» Kutipan Dokumen:
==============================

NASIONAL

Permendikbud Pencegahan Kekerasan Ibarat Macan Kertas

Tapi masalah terbesar dari Permendikbud ini sampai hari ini adalah sosialisasi karena masih banyak yang belum tahu.

AUTHOR / Astri Septiani

Macan Kertas
Arsip foto. Seorang anak melintas dekat graffiti "Save Anak" (28/6/2015) di Jakarta. (Foto: ANTARA/M Agung Rajasa)

KBR, Jakarta - Perhimpunan Pendidikan dan Guru (P2G) menilai, kekerasan di lingkungan sekolah bagaikan fenomena gunung es. Sebab ada kemungkinan masih banyak kasus yang tidak terlaporkan ataupun mencuat ke publik.

Kepala Bidang Advokasi Guru P2G, Iman Zanatul Haeri mengatakan, Permendikbudristek Nomor 46 Tahun 2023 tentang Pencegahan dan Penanganan Kekerasan di Satuan Pendidikan (PPKSP) bagaikan "macan kertas". Artinya "galak" secara tulisan, namun implementasinya masih lemah.

Ia juga mengatakan bahwa masih banyak guru dan pihak sekolah yang belum memahami terkait Permendikbud ini.

Berikut wawancara jurnalis KBR Astri Septiani dengan Kepala Bidang Advokasi Guru P2G, Iman Zanatul Haeri:

Bagaimana catatan P2G terkait kasus kekerasan di lingkungan sekolah. Mengingat belakangan banyak muncul kasus kekerasan dan bullying yang mencuat?

Berkaitan dengan fenomena tersebut kami juga ikut memantau terus. Karena beberapa kasus ini bertubi-tubi selama beberapa hari ini.

Yang pertama, kami ingin sampaikan bahwa kami ingin menyenangkan turut prihatin dan juga mengecam tindakan kekerasan. Kalau kita lihat ada lima peristiwa besar ya itu kan "gunung es" yang terlihat bagaimana dengan yang tidak terlihat yang tidak terlaporkan dan yang tidak terpublikasikan? Secara nasional dan kebetulan di bulan September ini Kemendikbudristek itu merilis rapor pendidikan yang berasal dari data-data yang di dalamnya ada indikator iklim keamanan sekolah.

Jadi datanya saja memang sudah menunjukkan keumuman bahwa tingkat keamanan dan artinya terjadi kekerasan di sekolah. Itu pun sebetulnya tidak memotret secara menyeluruh ya. Karena ini yang terlaporkan yang diisi oleh siswa dan guru. Artinya kenyataannya mungkin sangat besar, angkanya jauh lebih besar.

Apakah dengan banyaknya kekerasan di lingkungan sekolah, artinya selama ini implementasi Permendikbud 46/2023 tentang pencegahan dan penanganan kekerasan di satuan pendidikan tidak berjalan baik?

==============================

» Data Tersimpan:
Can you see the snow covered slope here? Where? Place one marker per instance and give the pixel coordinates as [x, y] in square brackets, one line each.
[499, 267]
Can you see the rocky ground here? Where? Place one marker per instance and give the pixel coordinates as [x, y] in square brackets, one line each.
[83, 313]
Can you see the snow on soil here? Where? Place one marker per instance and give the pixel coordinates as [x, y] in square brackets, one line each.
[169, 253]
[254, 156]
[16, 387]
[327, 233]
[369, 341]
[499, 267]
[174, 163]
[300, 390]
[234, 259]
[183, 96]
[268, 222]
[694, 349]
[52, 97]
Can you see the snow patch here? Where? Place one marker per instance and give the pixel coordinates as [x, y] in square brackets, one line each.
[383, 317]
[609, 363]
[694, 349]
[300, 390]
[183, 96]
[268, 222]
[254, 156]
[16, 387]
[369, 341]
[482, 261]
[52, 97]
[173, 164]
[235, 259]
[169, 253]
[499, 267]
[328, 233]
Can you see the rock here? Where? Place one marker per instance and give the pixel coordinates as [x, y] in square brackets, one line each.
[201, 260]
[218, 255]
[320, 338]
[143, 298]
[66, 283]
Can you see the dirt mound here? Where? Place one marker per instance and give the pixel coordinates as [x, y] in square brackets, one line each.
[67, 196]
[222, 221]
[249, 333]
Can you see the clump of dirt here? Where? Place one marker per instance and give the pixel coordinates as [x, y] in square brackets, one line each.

==============================

» Permintaan Tertulis A: Sebutkan seluruh nama orang yang tercantum dalam artikel tentang Permendikbud pencegahan kekerasan.
» Permintaan Tertulis B: Ringkaslah paragraf artikel tentang Permendikbud pencegahan kekerasan yang diawali dengan "Kepala Bidang Advokasi Guru P2G, Iman Zanatul Haeri mengatakan" tanpa menghilangkan fakta pokoknya.
» Permintaan Tertulis C: Kutiplah bagian artikel tentang Permendikbud pencegahan kekerasan yang dibuka dengan kata-kata yang memuat "Jadi datanya saja" dan ditutup dengan "jauh lebih besar.".
Item-item tersebut tidak berperan dalam pengerjaan ini.

» Penyelesaian Tugas A: Astri Septiani, M Agung Rajasa, Iman Zanatul Haeri

» Penyelesaian Tugas B: Menurut Iman Zanatul Haeri, Kepala Bidang Advokasi Guru P2G, Permendikbudristek Nomor 46 Tahun 2023 tentang Pencegahan dan Penanganan Kekerasan di Satuan Pendidikan (PPKSP) ibarat "macan kertas". Peraturan ini tegas secara tertulis, tetapi lemah dalam implementasinya.

» Penyelesaian Tugas C:
Jadi datanya saja memang sudah menunjukkan keumuman bahwa tingkat keamanan dan artinya terjadi kekerasan di sekolah. Itu pun sebetulnya tidak memotret secara menyeluruh ya. Karena ini yang terlaporkan yang diisi oleh siswa dan guru. Artinya kenyataannya mungkin sangat besar, angkanya jauh lebih besar.